_TASK DESCRIPTION_: Extract every line of the material below that contains the string "field", treating uppercase and lowercase as distinct.
++++++++++
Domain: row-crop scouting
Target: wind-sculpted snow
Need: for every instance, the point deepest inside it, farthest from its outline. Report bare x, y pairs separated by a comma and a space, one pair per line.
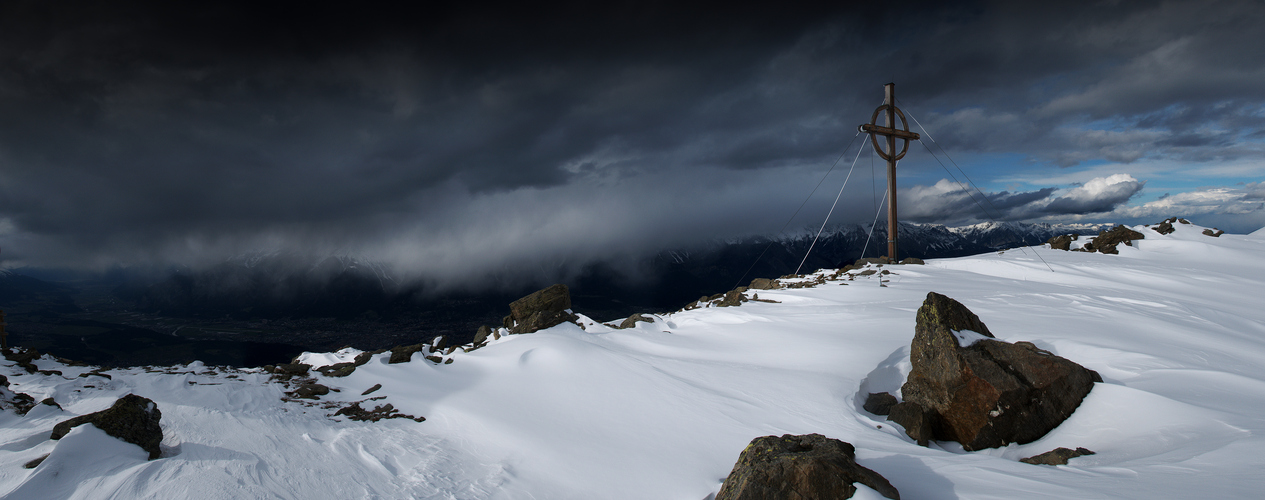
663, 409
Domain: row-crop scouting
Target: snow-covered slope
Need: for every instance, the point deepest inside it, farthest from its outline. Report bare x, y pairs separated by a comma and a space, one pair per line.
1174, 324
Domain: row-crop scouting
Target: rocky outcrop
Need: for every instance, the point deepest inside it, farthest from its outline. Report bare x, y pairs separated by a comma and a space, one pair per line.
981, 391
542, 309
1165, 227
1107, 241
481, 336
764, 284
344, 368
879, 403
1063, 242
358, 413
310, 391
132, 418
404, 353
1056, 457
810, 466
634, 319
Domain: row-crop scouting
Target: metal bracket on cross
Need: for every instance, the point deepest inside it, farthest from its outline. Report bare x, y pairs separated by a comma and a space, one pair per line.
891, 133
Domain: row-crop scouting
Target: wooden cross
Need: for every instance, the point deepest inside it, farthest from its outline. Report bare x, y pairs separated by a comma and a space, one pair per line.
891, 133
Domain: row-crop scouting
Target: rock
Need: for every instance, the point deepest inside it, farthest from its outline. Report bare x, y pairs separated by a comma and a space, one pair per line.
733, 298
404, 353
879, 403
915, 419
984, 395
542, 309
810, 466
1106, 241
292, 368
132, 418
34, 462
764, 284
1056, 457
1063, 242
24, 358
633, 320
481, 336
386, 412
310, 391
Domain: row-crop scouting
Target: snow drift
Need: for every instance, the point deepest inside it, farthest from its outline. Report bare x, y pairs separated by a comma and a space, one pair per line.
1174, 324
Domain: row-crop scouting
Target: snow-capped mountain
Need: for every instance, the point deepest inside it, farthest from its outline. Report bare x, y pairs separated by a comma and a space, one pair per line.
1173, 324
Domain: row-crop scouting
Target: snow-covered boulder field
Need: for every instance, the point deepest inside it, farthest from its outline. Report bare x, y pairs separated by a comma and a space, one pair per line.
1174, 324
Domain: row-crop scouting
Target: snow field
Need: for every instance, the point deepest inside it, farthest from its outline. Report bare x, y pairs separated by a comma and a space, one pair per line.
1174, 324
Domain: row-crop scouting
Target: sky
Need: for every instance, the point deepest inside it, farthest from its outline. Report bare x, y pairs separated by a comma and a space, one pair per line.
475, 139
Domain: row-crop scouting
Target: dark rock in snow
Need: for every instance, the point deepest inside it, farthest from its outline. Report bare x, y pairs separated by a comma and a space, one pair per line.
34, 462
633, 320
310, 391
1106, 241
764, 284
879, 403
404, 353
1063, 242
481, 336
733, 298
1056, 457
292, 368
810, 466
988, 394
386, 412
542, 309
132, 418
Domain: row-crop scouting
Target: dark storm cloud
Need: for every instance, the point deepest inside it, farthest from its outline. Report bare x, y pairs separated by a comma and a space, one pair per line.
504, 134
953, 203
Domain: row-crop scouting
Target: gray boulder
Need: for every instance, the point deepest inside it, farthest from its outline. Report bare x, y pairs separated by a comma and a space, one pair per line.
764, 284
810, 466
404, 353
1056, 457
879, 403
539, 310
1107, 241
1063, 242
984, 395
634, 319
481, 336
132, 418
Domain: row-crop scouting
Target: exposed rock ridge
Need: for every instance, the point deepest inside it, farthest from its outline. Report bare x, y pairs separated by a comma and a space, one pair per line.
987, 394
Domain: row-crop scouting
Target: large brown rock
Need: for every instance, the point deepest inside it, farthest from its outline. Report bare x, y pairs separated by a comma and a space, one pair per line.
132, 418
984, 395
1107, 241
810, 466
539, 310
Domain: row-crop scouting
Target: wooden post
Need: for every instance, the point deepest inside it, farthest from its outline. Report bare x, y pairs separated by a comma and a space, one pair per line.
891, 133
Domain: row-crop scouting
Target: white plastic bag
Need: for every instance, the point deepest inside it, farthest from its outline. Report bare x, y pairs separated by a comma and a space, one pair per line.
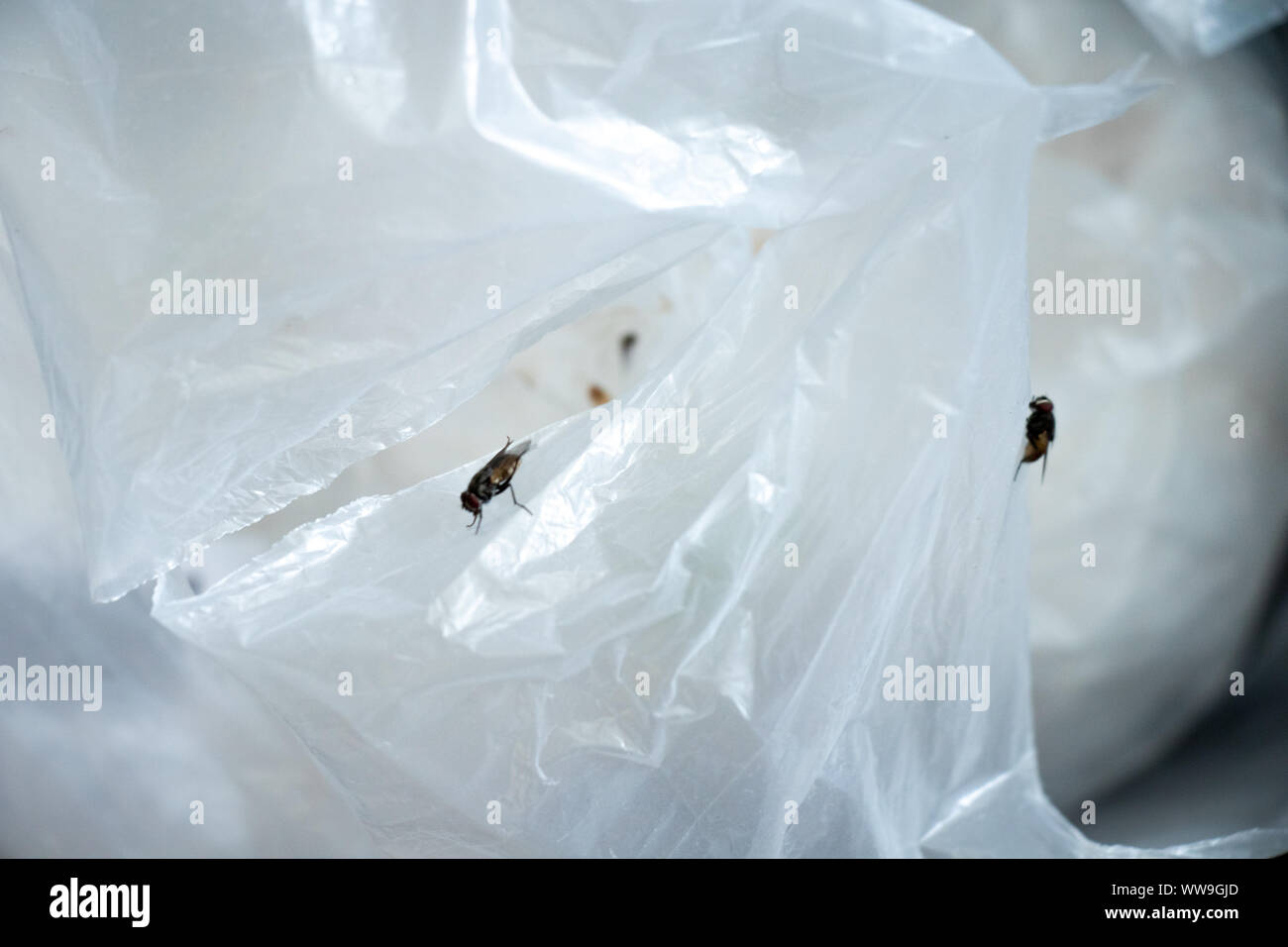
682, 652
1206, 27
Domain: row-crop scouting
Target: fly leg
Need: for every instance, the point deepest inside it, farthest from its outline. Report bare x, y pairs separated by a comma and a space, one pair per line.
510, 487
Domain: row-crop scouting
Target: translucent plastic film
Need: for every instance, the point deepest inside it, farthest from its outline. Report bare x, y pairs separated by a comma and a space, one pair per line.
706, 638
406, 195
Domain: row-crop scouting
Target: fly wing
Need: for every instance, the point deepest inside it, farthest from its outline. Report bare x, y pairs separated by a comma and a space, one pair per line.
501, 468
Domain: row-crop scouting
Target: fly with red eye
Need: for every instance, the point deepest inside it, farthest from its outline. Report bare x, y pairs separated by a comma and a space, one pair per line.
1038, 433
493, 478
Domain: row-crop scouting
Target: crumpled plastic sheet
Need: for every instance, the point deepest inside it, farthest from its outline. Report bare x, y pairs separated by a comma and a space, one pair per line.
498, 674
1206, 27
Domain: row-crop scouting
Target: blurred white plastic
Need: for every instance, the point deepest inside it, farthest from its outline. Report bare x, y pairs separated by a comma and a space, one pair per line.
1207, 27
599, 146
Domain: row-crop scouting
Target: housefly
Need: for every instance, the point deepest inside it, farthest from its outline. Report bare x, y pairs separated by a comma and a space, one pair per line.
++++++++++
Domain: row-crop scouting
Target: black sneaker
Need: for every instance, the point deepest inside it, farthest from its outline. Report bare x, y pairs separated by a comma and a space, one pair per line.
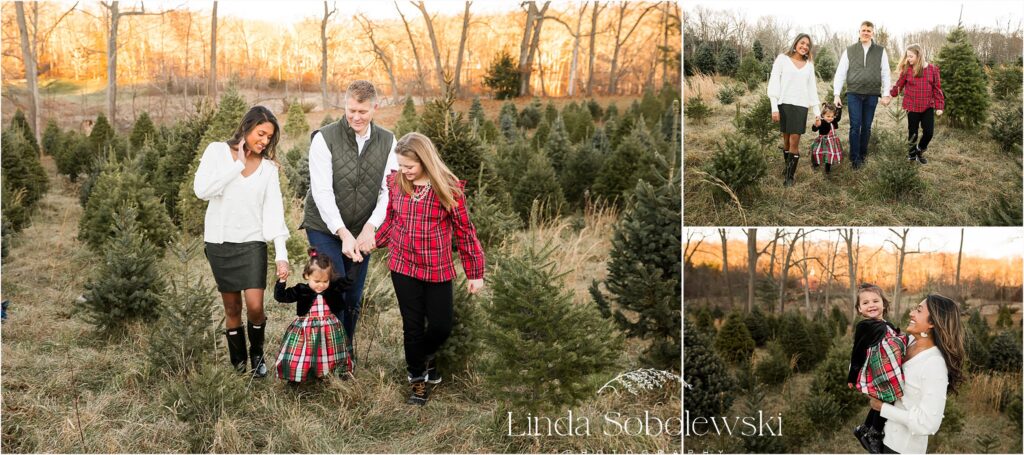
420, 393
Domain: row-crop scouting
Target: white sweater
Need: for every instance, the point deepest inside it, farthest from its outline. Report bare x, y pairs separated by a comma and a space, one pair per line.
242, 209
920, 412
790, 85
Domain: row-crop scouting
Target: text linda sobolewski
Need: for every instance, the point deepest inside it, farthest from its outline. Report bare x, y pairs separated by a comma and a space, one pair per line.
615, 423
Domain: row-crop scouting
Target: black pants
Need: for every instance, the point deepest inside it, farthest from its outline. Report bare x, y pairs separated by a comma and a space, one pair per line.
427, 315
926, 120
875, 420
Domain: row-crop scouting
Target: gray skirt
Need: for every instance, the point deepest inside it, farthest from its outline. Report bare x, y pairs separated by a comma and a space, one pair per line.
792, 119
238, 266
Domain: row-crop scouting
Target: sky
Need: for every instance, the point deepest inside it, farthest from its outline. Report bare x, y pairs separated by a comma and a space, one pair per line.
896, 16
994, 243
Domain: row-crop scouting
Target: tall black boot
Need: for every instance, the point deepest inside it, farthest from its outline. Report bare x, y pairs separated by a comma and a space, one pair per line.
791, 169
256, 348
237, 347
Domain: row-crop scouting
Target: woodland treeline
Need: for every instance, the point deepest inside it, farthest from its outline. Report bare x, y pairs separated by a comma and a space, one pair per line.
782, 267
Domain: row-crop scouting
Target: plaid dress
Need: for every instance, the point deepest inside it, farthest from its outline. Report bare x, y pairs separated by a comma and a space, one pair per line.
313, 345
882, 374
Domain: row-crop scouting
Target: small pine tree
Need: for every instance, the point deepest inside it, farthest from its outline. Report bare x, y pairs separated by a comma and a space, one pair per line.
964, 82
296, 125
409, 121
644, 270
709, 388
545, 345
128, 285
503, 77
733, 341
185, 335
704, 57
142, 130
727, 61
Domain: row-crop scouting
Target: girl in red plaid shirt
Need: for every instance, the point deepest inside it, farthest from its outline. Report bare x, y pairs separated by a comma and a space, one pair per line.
++++++++++
_SOLUTION TO THIS EXERCISE_:
Target: snow-covered boulder field
Target: snow field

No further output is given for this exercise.